## Exercise details
Please filter the data down to the lines that include the word "trim" and copy them.

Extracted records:
Content starts

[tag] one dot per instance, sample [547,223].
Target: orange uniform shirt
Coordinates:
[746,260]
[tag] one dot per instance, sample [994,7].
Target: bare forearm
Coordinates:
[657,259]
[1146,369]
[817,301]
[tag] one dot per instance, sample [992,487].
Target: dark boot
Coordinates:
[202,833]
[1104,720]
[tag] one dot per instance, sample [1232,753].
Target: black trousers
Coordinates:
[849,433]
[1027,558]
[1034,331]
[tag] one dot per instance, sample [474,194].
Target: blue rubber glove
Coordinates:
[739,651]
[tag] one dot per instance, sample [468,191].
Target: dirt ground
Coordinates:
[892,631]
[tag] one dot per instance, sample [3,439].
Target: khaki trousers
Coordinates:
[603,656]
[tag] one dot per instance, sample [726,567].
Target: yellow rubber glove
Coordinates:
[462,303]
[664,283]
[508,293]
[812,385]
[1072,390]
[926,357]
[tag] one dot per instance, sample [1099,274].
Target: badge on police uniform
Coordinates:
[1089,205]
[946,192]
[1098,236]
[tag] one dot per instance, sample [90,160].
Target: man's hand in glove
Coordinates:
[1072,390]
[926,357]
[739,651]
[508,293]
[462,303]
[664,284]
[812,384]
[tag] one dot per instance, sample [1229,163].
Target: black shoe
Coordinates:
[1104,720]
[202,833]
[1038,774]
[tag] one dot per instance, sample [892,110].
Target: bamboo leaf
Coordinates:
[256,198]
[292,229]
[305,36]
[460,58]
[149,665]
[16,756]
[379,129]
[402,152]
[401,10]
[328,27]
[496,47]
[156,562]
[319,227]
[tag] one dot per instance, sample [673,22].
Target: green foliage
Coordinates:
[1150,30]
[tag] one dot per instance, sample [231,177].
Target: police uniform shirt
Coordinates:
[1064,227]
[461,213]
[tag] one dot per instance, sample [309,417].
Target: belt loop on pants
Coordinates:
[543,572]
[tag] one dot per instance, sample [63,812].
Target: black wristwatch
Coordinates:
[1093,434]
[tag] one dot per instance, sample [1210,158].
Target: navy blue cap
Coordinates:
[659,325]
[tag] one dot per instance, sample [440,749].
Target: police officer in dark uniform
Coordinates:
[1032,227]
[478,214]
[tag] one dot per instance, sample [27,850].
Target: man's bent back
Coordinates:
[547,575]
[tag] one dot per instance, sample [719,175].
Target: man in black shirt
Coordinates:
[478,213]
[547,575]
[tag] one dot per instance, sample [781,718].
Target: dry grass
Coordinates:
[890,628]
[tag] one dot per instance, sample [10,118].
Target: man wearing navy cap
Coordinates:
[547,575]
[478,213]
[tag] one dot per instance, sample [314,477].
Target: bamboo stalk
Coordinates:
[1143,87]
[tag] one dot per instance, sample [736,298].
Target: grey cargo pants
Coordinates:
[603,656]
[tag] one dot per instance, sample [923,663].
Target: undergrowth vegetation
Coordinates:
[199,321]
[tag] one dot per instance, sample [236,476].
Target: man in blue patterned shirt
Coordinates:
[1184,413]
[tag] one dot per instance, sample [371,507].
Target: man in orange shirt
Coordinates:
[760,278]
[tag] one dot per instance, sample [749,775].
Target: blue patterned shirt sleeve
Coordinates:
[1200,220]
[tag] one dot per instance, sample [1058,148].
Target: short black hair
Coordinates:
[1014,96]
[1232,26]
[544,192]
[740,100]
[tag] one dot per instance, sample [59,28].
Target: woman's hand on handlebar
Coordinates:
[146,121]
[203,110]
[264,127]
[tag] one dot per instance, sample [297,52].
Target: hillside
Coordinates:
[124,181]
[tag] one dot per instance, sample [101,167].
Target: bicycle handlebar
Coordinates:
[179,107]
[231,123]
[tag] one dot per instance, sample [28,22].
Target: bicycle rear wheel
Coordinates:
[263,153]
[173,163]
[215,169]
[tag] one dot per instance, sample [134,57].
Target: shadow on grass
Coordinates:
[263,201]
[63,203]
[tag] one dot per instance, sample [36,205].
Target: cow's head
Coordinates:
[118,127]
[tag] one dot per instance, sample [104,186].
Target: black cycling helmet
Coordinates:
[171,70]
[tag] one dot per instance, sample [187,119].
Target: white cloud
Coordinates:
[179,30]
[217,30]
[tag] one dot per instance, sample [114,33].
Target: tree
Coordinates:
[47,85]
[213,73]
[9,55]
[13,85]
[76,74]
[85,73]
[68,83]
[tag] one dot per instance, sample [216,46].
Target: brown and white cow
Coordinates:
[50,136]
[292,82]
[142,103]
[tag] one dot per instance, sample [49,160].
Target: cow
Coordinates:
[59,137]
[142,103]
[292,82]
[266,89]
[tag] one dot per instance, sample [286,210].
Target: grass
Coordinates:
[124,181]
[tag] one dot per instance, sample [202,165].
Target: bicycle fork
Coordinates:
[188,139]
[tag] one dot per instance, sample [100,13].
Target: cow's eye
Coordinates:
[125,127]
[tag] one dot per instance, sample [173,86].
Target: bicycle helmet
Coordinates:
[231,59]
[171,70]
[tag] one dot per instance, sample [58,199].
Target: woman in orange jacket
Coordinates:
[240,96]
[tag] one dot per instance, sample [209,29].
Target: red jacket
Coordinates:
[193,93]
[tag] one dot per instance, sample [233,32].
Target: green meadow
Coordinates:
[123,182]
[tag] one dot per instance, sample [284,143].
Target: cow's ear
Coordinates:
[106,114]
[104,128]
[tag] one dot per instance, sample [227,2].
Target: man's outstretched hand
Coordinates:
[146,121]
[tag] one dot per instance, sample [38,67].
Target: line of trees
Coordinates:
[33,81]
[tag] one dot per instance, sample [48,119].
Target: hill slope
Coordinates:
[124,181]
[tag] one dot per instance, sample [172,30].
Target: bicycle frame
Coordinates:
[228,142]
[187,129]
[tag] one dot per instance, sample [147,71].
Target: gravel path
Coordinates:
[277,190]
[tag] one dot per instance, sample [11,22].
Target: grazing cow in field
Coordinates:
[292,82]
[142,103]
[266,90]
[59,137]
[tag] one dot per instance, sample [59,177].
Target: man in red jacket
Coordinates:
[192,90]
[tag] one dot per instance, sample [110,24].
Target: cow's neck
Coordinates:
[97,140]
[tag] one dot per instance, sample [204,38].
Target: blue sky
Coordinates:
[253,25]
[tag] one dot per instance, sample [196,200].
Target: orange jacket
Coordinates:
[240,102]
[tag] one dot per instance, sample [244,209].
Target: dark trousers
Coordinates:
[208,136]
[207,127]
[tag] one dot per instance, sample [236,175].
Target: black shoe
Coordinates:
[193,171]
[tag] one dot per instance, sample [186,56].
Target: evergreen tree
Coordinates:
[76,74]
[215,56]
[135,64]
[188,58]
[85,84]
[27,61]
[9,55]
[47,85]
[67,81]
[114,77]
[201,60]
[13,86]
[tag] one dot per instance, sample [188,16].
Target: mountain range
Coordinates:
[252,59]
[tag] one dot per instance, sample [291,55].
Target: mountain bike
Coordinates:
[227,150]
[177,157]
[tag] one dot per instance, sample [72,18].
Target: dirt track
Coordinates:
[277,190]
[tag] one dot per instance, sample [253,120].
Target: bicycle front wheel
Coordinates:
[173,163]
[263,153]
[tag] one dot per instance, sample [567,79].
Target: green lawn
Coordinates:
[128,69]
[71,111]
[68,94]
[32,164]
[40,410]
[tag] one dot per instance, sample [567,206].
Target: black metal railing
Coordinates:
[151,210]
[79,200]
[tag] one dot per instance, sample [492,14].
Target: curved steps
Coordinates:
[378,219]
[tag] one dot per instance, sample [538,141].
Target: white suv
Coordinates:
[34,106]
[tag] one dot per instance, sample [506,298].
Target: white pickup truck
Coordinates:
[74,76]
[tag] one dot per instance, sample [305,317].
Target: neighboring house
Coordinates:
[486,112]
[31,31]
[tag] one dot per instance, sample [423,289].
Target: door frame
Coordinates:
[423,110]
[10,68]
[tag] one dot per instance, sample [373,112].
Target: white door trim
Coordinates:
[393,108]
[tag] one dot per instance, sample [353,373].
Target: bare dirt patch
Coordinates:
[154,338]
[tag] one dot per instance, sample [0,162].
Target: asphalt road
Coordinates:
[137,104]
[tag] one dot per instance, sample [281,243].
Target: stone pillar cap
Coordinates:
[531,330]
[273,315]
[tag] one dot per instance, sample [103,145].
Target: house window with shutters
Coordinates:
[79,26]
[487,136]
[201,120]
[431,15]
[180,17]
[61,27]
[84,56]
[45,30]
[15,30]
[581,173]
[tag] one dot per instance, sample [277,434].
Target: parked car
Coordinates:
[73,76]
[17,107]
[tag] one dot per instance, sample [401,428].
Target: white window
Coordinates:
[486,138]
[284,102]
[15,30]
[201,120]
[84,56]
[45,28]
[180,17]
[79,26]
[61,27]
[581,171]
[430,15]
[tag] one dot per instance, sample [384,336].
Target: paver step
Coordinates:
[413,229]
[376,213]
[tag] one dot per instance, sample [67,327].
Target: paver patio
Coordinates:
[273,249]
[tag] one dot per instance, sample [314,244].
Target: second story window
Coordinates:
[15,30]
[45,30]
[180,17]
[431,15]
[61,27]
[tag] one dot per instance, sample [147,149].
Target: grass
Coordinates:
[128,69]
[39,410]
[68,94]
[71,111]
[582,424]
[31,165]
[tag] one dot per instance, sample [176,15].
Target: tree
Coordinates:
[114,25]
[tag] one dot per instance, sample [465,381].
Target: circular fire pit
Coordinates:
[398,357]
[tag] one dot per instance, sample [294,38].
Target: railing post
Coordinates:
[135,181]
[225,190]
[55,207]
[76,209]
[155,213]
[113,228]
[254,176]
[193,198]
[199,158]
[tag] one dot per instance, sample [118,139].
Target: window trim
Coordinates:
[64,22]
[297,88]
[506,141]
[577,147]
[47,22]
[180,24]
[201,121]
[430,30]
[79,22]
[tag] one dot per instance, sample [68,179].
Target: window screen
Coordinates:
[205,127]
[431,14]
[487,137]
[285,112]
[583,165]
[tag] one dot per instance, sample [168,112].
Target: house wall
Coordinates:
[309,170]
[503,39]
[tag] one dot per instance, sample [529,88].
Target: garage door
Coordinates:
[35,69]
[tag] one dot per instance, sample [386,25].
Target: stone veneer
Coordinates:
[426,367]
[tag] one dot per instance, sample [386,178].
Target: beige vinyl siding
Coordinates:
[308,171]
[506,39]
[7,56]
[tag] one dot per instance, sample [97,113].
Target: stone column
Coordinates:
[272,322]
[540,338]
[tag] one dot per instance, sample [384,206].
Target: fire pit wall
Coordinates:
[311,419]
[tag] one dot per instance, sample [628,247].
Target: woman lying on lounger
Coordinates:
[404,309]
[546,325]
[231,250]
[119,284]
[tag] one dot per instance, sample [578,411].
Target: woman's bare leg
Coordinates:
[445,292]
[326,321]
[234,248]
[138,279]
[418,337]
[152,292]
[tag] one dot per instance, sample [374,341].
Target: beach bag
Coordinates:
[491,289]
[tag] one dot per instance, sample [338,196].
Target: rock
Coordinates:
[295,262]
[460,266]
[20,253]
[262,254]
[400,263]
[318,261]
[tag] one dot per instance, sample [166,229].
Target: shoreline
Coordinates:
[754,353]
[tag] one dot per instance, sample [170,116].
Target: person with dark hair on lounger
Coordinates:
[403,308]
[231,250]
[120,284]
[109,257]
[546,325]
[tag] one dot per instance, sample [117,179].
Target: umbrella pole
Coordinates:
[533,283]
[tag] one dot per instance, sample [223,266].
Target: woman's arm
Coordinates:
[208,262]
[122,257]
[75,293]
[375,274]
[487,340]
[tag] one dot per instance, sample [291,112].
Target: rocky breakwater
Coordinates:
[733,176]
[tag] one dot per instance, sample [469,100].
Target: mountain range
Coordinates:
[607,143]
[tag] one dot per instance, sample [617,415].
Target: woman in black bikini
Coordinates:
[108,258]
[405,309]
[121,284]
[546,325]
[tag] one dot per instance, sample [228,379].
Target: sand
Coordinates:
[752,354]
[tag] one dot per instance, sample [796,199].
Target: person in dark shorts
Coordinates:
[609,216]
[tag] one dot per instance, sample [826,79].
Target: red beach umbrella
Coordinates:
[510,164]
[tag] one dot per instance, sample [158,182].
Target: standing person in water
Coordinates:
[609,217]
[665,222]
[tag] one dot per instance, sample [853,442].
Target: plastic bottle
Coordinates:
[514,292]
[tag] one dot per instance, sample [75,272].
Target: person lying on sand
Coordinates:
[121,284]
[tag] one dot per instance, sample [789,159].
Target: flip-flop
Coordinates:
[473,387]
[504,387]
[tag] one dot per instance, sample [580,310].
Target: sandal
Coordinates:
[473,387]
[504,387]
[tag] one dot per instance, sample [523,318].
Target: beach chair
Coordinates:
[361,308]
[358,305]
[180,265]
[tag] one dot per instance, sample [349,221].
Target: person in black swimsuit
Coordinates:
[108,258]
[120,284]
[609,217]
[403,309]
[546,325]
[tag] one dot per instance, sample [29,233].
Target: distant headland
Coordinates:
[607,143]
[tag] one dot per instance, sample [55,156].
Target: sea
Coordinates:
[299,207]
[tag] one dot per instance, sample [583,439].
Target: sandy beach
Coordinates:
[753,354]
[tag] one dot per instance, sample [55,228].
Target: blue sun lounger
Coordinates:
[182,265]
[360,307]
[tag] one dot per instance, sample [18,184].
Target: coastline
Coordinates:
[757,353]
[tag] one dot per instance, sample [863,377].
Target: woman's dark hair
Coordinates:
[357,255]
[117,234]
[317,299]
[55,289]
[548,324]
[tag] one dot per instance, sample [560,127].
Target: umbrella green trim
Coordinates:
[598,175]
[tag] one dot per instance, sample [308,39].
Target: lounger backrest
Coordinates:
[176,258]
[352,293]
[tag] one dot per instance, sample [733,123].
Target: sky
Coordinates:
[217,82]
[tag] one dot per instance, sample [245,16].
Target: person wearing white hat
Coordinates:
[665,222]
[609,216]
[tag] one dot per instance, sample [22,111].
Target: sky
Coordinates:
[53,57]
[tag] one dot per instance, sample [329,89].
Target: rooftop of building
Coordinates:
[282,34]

Content ends

## Result
Target: white door trim
Target: window trim
Target: umbrella green trim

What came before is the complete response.